Work instructions
Show every line of the data below that contains the word "rocky", copying each one in full. Case counts.

Supplied information
* * * * * * * * *

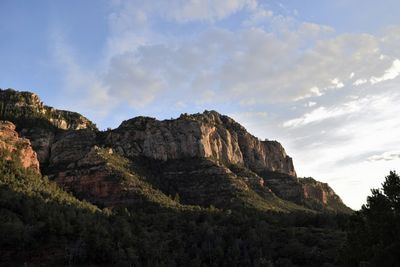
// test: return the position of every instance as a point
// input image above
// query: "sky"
(321, 77)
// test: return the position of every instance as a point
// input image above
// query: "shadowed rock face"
(207, 135)
(38, 122)
(26, 105)
(16, 146)
(205, 158)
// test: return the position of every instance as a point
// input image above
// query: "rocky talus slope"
(201, 159)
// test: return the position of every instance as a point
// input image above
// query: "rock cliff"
(12, 145)
(207, 135)
(205, 158)
(28, 106)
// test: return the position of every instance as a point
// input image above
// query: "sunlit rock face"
(206, 158)
(17, 146)
(207, 135)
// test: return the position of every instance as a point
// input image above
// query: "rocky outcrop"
(14, 146)
(15, 105)
(207, 135)
(205, 158)
(39, 123)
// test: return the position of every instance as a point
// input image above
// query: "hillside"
(195, 191)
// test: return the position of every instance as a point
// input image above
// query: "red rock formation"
(16, 146)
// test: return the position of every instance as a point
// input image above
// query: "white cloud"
(273, 68)
(387, 156)
(360, 82)
(389, 74)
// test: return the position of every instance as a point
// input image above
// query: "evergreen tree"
(374, 231)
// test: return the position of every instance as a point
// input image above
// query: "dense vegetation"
(41, 223)
(374, 231)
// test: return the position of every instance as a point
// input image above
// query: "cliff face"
(206, 135)
(26, 105)
(38, 122)
(14, 146)
(205, 158)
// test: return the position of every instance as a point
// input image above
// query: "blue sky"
(321, 77)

* * * * * * * * *

Solution
// query: "rocky talus slope"
// query: "rocky outcrop"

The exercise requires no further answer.